Every line of the listing that holds the word "gray" should be returned.

Provided data:
------

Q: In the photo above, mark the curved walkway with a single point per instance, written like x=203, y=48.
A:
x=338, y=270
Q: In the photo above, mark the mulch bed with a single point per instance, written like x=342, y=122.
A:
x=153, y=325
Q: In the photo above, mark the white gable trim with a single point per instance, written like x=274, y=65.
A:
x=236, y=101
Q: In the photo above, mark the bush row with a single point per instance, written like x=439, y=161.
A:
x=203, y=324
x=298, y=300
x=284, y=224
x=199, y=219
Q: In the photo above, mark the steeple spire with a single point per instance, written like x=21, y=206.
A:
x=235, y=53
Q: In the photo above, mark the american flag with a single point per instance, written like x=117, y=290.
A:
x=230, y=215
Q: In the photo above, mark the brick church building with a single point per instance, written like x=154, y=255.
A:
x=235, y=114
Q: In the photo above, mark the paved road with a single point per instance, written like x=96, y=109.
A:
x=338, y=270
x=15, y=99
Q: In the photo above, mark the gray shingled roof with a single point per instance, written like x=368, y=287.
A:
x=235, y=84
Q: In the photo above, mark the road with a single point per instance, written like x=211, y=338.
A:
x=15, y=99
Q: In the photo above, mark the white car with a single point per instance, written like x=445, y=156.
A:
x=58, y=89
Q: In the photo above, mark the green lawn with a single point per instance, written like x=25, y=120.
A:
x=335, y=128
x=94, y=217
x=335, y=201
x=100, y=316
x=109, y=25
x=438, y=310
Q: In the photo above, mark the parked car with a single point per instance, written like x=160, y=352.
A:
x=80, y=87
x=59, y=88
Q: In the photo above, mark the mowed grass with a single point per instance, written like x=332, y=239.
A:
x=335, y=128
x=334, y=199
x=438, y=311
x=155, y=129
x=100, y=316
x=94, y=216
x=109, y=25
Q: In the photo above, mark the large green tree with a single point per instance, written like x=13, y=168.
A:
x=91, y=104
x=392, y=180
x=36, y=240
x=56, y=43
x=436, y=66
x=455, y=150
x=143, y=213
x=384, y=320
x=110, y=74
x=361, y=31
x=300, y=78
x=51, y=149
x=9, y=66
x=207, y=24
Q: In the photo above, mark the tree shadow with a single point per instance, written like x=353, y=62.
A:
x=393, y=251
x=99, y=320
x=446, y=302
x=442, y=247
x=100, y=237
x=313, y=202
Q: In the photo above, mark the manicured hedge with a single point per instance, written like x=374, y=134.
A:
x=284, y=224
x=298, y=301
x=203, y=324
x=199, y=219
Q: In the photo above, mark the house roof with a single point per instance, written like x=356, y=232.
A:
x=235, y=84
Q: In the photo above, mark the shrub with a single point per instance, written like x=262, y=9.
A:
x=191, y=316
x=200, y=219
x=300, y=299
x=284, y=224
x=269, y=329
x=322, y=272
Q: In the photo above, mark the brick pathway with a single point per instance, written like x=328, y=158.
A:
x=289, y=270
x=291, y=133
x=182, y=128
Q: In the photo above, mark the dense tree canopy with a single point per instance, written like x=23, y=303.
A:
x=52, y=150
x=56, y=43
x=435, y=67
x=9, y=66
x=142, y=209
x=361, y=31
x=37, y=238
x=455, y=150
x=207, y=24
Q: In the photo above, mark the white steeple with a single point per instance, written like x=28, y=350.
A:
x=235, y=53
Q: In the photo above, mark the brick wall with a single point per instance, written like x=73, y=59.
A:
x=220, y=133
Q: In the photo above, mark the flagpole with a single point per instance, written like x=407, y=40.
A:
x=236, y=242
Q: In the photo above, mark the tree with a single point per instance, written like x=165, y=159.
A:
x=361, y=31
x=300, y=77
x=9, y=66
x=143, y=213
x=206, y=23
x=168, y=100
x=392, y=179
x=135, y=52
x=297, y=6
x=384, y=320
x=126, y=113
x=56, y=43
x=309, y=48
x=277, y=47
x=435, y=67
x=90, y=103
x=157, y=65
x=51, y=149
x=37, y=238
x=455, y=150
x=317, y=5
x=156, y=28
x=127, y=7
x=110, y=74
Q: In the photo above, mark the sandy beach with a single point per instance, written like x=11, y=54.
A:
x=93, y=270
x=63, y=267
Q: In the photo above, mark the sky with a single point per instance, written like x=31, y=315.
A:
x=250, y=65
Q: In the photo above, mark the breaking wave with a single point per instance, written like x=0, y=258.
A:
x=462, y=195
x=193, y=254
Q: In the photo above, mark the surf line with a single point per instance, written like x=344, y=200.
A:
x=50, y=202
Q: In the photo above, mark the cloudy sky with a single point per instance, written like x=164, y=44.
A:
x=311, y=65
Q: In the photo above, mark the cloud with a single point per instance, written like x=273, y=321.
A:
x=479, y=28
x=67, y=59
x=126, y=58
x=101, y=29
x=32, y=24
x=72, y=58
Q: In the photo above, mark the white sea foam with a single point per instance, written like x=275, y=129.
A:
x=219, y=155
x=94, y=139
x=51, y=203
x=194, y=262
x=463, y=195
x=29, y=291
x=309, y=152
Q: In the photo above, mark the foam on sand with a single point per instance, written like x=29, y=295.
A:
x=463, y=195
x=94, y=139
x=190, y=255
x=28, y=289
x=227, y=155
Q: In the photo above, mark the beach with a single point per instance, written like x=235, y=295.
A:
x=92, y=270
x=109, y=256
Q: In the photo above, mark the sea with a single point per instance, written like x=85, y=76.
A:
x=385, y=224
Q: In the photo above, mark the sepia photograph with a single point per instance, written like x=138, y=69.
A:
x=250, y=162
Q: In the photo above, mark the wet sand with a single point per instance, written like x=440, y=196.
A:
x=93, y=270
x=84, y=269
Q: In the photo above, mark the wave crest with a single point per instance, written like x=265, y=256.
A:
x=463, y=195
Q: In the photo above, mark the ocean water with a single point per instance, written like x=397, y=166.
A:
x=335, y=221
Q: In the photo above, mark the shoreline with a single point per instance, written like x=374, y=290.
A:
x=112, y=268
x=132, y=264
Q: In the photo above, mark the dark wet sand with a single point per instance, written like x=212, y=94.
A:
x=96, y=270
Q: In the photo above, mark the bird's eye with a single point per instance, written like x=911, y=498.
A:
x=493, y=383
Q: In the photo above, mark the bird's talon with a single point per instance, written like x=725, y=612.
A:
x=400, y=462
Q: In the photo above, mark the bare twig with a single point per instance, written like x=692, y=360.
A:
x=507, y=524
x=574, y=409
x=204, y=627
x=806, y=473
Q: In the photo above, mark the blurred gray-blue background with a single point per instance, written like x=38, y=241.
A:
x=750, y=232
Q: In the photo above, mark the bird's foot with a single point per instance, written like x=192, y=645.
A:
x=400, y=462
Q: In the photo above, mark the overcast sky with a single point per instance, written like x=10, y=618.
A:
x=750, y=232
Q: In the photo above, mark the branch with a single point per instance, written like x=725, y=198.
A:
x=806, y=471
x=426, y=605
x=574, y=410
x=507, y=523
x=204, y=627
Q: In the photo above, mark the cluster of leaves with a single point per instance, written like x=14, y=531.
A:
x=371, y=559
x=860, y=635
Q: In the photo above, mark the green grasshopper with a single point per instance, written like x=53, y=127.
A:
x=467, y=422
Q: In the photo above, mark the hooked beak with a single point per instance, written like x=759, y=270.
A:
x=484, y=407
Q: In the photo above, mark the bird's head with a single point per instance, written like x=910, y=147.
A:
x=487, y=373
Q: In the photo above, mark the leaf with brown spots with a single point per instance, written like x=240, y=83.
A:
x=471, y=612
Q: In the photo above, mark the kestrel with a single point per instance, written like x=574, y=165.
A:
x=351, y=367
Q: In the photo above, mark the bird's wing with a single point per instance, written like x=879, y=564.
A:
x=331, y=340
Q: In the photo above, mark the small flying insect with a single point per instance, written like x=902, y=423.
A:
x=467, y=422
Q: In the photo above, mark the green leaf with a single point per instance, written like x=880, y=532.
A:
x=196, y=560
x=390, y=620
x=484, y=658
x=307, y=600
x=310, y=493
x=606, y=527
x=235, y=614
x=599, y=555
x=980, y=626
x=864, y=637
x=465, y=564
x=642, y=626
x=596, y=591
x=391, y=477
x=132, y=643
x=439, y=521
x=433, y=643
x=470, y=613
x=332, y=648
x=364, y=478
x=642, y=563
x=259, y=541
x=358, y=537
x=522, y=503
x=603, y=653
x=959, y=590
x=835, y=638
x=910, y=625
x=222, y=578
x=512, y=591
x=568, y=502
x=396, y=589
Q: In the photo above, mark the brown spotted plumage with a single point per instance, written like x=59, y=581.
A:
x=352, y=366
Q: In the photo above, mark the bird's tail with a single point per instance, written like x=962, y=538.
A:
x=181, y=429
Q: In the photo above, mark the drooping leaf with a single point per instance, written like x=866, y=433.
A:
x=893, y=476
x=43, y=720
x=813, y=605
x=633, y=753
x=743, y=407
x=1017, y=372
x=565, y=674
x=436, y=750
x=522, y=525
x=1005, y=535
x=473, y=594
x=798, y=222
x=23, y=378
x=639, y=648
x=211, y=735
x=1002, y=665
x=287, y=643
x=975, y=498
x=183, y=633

------

Exercise response:
Q: In the photo above, mark the gray shingled roof with a single point per instance, written like x=368, y=287.
Q: In the photo above, mark the blurred gray-blue background with a single point per instance, written like x=38, y=241.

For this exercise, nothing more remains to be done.